--- Provided data ---

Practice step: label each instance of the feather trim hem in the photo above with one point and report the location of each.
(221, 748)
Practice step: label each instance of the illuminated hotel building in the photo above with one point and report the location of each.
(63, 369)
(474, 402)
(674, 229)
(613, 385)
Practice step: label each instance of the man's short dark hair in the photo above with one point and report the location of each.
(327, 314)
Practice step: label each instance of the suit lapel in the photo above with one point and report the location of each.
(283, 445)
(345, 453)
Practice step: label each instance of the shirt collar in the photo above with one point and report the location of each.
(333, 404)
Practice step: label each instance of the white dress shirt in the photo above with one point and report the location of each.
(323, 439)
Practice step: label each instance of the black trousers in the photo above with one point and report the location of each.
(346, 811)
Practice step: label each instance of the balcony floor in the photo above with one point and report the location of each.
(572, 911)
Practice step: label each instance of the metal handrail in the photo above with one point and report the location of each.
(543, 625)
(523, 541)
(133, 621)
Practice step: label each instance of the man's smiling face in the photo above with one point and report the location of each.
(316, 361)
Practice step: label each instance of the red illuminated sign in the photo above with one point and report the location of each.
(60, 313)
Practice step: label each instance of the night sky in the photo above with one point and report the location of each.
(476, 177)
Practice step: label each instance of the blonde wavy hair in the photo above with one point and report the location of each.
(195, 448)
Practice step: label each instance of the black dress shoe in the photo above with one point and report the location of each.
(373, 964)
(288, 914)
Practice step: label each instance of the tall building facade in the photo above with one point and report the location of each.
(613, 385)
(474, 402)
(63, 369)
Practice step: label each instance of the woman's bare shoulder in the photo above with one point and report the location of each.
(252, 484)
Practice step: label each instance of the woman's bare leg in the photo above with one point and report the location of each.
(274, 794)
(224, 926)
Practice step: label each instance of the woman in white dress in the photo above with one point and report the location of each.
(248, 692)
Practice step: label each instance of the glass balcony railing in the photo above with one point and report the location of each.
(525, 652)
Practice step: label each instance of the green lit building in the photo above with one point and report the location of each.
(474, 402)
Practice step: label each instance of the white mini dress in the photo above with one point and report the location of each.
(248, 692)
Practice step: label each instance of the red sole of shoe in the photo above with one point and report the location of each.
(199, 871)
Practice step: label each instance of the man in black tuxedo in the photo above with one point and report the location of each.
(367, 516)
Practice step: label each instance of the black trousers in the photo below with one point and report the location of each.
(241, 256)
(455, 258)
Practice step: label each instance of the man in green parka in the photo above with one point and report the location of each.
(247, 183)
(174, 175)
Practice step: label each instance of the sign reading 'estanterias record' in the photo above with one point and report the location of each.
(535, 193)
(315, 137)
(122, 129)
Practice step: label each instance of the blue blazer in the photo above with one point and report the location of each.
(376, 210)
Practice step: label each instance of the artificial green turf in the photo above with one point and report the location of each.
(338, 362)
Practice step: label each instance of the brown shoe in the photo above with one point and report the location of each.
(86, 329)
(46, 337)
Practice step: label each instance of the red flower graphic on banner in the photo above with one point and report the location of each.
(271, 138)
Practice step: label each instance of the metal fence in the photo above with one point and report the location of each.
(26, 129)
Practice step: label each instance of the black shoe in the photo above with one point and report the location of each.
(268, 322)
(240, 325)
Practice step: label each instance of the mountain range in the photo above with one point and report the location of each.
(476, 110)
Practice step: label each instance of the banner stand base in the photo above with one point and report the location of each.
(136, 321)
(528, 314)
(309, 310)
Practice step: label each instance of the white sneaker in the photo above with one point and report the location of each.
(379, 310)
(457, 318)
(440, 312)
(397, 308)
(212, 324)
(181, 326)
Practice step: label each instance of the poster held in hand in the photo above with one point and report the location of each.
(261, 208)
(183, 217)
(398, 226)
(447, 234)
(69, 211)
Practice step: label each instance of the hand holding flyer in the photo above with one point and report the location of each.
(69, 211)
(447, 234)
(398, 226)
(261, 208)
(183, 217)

---

▶ [Directions for this task] Send back each record exactly as it stands.

▶ [The response]
Practice step: label each instance of the feather trim hem in the photo above with one point and report the location of each.
(221, 748)
Practice step: label each instance of the illuminated hotel building in the photo above with one point and report the location of each.
(63, 369)
(474, 402)
(674, 229)
(613, 385)
Practice step: label each instance of the man's short dark hair in the photo above with one point and report the location of each.
(327, 314)
Practice step: label each instance of the suit lapel in the photo above with one point and report the location of each.
(283, 445)
(345, 453)
Practice step: label each instance of the shirt collar in the photo above with one point and report the location of each.
(333, 404)
Practice step: label each instance of the white dress shirt in the photo above with one point and report the location of each.
(323, 439)
Practice step: label each instance of the black trousers in the photo above with one point and report the location of each.
(346, 811)
Practice step: label each instance of the balcony floor in the photo above with one point and report the location of each.
(572, 911)
Practice step: label each instance of the metal handrail in the photo above with one point and report the location of each.
(543, 625)
(523, 541)
(133, 621)
Practice step: label each instance of the man's smiling face in the photo above with one point and report the location of each.
(316, 361)
Practice step: label each instance of the red illuminated sign in the photo above with one point and report the location of each.
(60, 313)
Practice step: label each instance of the night sky in the photo above with one point and report the location of each.
(476, 177)
Practice step: label each instance of the blonde wavy hair in the photo above with one point and report the location of each.
(195, 448)
Practice step: label each instance of the black dress shoe in the photo above with one point and report the location of each.
(373, 964)
(288, 914)
Practice step: label each instance of the tall building facade in the photo above with one point and report the location of each.
(613, 385)
(474, 402)
(63, 369)
Practice step: label each instance of the woman's bare shoulder in the photo above with one point and report the location of each.
(252, 484)
Practice step: label each instance of the woman's bare leg in the photo above with one point and report the location of each.
(274, 794)
(224, 926)
Practice step: label each instance of the woman in white dress in the photo above with one point and report the location of each.
(248, 692)
Practice step: label each instance of the glass balcony railing in the photo above with one point and report the location of each.
(525, 652)
Practice step: label each instance of the green lit building in the photo above with one point and report the location of each.
(474, 402)
Practice step: label each instance of the white mini dress in the photo above with one point and report the location of each.
(248, 692)
Practice step: label each instance of the red sole of shoe in the photo above with one point and report the location of each.
(199, 871)
Practice step: label each instance of the man in black tuxedo in the photo above with one point and report the location of each.
(367, 516)
Practice step: label each instance of the black trousers in the photo below with one point and report the location of each.
(241, 256)
(455, 258)
Practice step: label each instance of the man in green parka in the photo above with one point and report the location of each.
(247, 183)
(174, 175)
Practice step: label each instance of the sign reading 'estanterias record' in the photo above with one point and report the location of each.
(535, 193)
(315, 137)
(122, 129)
Practice step: label each instance of the blue blazer in the photo above with one point and report the location of each.
(376, 210)
Practice step: label each instance of the artificial green turf in the photo above with one point and report the location of each.
(338, 362)
Practice step: label each instance of the brown shoe in the photo above with one point and report the location of each.
(86, 329)
(46, 337)
Practice step: label each instance of the red flower graphic on banner in the photo above with one point and report the location of each.
(271, 138)
Practice step: label each instance of the metal fence in the photo above with one point and report the location of each.
(26, 129)
Practice step: label each instance of the black shoe in the photo above with one point and report the location of each.
(268, 322)
(240, 325)
Practice step: label each instance of the mountain range in the photo above with one point and report the location of each.
(476, 110)
Practice step: label each instance of the banner stand base in the photo above with one point and report the location of each.
(136, 321)
(528, 314)
(309, 310)
Practice step: label each instance of the white sneaker in the photo above with one point and report the location of each.
(379, 310)
(457, 318)
(440, 312)
(397, 308)
(212, 324)
(181, 326)
Practice step: label each instance of the poster held in hand in the photo above with one point and report the location of each.
(261, 208)
(183, 217)
(398, 226)
(447, 234)
(69, 211)
Practice step: label each instance of the hand holding flyer in the photo above with one point and report the location of each.
(69, 211)
(447, 234)
(398, 226)
(261, 208)
(183, 217)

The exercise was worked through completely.